## [REQUIRED TASK]
Retype exactly the lines below, starting with the line that contains "[locate] the person" and ending with the last line; leave out any pictures.

====== DATA ======

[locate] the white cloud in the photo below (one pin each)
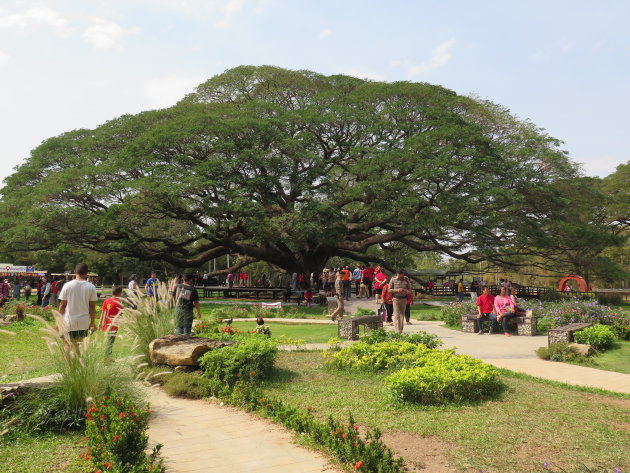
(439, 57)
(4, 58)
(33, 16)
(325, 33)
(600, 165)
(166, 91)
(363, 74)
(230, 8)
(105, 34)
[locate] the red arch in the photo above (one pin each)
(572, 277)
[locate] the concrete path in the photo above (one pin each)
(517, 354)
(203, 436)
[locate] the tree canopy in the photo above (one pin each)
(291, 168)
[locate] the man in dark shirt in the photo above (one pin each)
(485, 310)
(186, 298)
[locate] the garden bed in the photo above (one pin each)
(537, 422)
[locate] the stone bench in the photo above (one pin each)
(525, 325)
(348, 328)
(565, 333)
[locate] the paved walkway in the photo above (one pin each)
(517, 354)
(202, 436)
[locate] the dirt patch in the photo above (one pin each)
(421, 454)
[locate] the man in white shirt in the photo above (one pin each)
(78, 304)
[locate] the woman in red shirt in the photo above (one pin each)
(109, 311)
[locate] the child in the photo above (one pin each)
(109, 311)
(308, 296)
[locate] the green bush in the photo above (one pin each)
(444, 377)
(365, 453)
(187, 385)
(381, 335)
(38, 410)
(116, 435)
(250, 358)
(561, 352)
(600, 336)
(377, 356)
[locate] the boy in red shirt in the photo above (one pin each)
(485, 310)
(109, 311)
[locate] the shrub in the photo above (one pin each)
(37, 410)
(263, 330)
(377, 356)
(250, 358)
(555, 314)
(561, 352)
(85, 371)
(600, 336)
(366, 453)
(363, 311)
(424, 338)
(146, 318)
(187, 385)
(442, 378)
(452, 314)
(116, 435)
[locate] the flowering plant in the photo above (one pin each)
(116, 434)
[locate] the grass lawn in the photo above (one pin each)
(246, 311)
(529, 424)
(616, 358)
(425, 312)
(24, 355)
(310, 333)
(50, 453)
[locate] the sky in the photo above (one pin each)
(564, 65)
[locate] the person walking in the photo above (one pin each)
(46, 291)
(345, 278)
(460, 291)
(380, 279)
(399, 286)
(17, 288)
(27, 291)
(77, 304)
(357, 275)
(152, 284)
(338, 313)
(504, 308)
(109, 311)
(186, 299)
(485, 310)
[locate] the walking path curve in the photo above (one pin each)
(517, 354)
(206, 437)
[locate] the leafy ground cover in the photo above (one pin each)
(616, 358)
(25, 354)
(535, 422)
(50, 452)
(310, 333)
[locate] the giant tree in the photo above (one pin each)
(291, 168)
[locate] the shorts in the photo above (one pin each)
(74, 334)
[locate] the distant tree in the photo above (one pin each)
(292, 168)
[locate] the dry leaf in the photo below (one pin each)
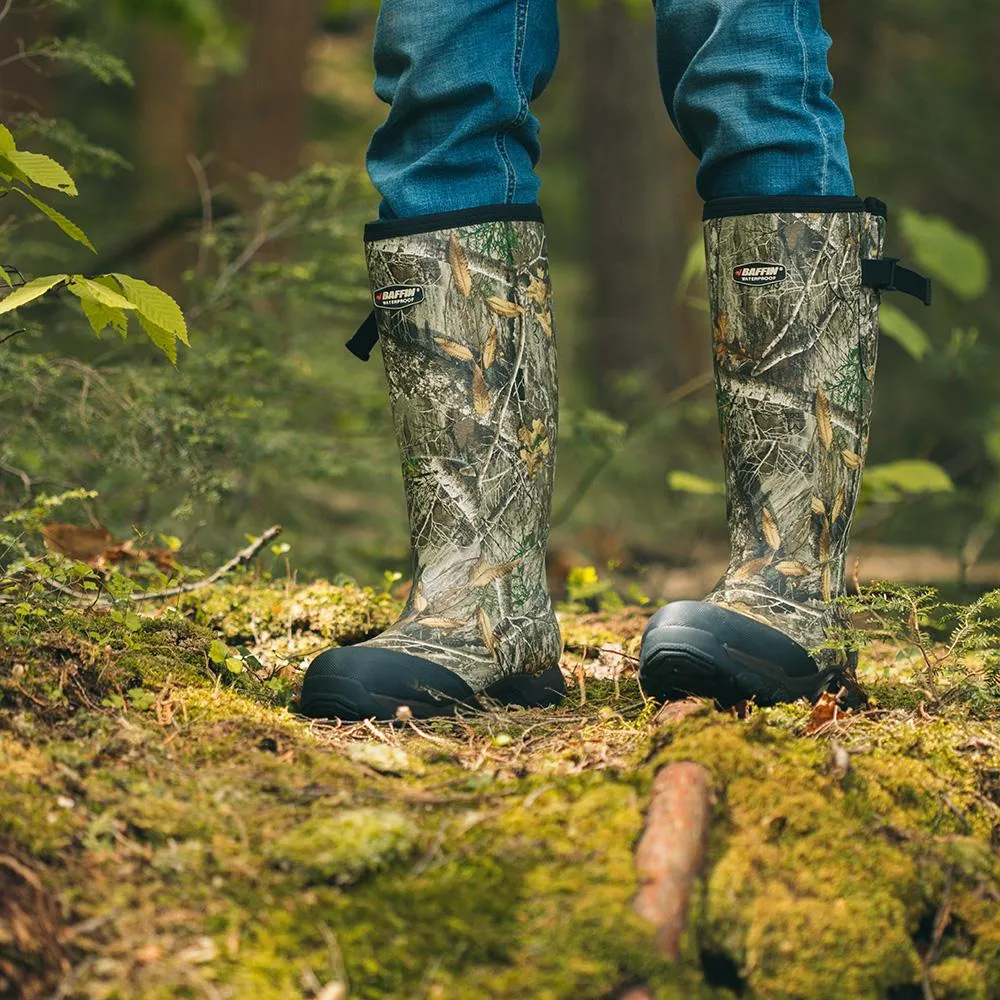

======

## [EXERCISE ANSWER]
[locate] the person walking in the photo above (one pin each)
(46, 291)
(345, 278)
(460, 291)
(380, 279)
(399, 286)
(17, 288)
(27, 291)
(77, 304)
(357, 275)
(152, 284)
(338, 313)
(504, 308)
(109, 311)
(186, 299)
(485, 310)
[locate] the walking path curve in the photo above (one pin each)
(517, 354)
(206, 437)
[locate] the leafy ground cover in the photo above (one pin each)
(616, 358)
(25, 354)
(535, 422)
(50, 452)
(310, 333)
[locate] the giant tree in the photo above (one pin each)
(291, 168)
[locate] the shorts in the photo above (one pin each)
(74, 334)
[locate] the distant tree in the photo above (one pin each)
(292, 168)
[locate] the dry leaf in the photo below (one pin each)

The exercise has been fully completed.